## ページ本文

胃癌の治療『腹腔鏡手術』

胃癌の『腹腔鏡手術』は、「腹腔鏡」と呼ばれる内視鏡の一種と特殊な器具を使って行なう手術で、 「内視鏡治療」の次に体への負担が少ない治療法です。お腹を大きく切って行なう「開腹手術」よりも傷が小さく、 早く回復できることから、開腹手術に代わる手術法として期待されています。


■胃癌の腹腔鏡手術

最近開発された治療法。傷が小さいため、回復が早い。

「腹腔鏡手術」は、「腹腔鏡」という内視鏡の一種と特殊な器具を使う、新しい治療法です。 現在、胃癌では、主に「内視鏡治療」を行なえない早期癌を対象に行なわれています。 腹腔鏡手術には、お腹を大きく切って行なう「開腹手術」に比べ、腹腔鏡手術には次のような長所があります。

▼傷が小さい
手術による傷が小さいため、痛みも比較的少なくなります。

## 練習問題
**1)** 本文について、次の問いに答えよ。
(a) 腹腔鏡手術は、体への負担の少なさで何の次とされているか。
(b) 胃癌で腹腔鏡手術が現在主に対象としているのは、どのような癌か。
(c) 傷が小さいことで、何が比較的少なくなるか。
**2)** 本文のうち、「胃癌の治療『腹腔鏡手術』」を含む語句で始まり「手術による傷が小さいため、痛みも比較的少なくなります。」で終わる部分を、一字も変えずに書き写してください。

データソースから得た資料
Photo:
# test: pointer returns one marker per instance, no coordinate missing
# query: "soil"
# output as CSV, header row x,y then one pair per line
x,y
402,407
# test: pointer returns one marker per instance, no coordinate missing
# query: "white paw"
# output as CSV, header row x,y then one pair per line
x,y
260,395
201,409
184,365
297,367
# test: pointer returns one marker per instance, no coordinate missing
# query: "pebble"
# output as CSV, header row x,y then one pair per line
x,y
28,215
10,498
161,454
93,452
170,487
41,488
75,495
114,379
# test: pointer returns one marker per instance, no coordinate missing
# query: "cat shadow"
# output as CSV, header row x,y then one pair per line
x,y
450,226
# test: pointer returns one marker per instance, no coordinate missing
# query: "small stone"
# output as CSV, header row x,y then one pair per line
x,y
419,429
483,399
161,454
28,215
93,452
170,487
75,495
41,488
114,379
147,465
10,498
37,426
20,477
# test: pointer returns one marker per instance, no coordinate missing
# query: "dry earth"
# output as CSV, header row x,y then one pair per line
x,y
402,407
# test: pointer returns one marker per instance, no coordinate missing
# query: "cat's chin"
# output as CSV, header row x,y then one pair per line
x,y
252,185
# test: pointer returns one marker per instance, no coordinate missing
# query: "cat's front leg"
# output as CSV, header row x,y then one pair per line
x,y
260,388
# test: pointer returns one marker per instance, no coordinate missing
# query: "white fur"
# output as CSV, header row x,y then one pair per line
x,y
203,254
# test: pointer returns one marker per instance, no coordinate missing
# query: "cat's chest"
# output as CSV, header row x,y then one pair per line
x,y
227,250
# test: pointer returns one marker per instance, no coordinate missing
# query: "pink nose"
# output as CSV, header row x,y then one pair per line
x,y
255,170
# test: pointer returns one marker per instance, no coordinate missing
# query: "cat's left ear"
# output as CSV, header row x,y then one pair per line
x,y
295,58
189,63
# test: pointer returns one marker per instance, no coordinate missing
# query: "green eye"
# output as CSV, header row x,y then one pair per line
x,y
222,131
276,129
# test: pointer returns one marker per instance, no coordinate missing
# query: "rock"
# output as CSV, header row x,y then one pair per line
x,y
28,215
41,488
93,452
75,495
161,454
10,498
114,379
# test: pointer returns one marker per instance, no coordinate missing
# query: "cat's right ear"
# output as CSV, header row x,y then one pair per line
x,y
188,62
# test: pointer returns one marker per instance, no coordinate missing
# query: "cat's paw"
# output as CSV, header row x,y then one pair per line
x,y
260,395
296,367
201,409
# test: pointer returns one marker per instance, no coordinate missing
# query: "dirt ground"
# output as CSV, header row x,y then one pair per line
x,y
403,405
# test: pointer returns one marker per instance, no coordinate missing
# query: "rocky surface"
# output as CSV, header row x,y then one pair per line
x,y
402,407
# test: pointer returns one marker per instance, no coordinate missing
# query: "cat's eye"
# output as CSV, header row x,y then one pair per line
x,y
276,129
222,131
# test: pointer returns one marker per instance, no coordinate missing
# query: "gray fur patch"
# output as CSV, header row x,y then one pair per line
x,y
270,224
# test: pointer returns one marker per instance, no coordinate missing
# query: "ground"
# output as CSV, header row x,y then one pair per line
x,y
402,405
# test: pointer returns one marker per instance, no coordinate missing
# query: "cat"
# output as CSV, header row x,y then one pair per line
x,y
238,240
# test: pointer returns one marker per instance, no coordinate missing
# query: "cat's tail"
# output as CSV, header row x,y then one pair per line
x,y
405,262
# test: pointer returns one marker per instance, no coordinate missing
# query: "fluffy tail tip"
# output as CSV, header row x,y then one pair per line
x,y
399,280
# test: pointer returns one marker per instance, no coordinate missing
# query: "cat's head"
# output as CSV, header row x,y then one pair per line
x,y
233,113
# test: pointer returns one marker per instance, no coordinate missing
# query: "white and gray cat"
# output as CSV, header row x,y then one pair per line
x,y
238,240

## 解答
**1)**
(a) 内視鏡治療
(b) 「内視鏡治療」を行なえない早期癌
(c) 痛み

**2)**
胃癌の治療『腹腔鏡手術』

胃癌の『腹腔鏡手術』は、「腹腔鏡」と呼ばれる内視鏡の一種と特殊な器具を使って行なう手術で、 「内視鏡治療」の次に体への負担が少ない治療法です。お腹を大きく切って行なう「開腹手術」よりも傷が小さく、 早く回復できることから、開腹手術に代わる手術法として期待されています。


■胃癌の腹腔鏡手術

最近開発された治療法。傷が小さいため、回復が早い。

「腹腔鏡手術」は、「腹腔鏡」という内視鏡の一種と特殊な器具を使う、新しい治療法です。 現在、胃癌では、主に「内視鏡治療」を行なえない早期癌を対象に行なわれています。 腹腔鏡手術には、お腹を大きく切って行なう「開腹手術」に比べ、腹腔鏡手術には次のような長所があります。

▼傷が小さい
手術による傷が小さいため、痛みも比較的少なくなります。